> [To be done]
Report each line of the rows below that contains the word "front".

> [Data supplied]
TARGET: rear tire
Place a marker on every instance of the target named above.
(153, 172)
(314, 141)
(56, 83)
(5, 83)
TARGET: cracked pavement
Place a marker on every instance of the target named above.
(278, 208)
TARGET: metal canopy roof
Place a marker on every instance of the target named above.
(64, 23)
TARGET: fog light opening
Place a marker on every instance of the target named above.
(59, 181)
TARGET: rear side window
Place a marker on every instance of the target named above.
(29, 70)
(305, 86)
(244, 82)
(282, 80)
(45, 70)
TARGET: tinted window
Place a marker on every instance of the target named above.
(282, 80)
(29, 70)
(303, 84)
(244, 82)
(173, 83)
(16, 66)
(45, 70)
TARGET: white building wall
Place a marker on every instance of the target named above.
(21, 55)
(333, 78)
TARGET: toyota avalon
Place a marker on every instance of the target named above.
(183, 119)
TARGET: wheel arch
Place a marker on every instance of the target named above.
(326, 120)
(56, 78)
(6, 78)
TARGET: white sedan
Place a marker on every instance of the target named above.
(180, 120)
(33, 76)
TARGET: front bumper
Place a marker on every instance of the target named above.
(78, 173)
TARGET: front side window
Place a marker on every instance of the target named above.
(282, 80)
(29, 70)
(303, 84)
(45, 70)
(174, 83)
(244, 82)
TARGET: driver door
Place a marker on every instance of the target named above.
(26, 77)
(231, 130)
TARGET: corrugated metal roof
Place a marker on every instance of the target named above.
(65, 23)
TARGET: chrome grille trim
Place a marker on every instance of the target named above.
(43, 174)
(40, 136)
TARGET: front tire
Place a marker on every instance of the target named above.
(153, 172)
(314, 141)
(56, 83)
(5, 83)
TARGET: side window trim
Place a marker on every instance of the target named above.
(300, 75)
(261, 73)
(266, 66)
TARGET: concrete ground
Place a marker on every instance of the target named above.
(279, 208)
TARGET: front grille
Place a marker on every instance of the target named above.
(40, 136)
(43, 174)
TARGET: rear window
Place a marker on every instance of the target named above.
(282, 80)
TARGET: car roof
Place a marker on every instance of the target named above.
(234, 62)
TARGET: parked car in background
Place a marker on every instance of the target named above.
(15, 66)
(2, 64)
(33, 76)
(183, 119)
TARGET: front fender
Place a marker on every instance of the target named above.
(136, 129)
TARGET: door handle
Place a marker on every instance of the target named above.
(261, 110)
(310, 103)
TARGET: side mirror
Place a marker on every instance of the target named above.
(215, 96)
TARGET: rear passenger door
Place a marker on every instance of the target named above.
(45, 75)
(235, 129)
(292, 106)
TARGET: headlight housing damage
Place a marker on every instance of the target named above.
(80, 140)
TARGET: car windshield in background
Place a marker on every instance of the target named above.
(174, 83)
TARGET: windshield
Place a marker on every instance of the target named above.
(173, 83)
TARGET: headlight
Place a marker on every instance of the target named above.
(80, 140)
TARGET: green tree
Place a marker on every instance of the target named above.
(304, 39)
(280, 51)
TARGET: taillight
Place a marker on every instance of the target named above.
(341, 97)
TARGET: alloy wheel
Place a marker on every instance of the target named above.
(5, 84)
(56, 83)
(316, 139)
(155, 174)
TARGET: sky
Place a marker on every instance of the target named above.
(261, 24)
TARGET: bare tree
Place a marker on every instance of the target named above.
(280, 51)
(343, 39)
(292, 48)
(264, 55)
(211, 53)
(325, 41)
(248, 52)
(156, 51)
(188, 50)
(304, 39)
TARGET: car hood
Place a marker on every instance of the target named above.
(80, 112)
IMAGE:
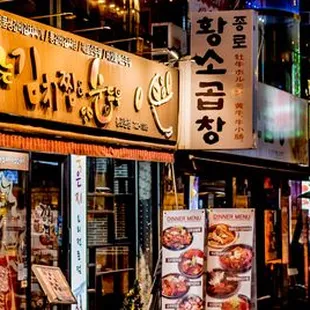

> [Expected answer]
TARGET: front bumper
TARGET: front side window
TARGET: front tire
TARGET: front grille
TARGET: front fender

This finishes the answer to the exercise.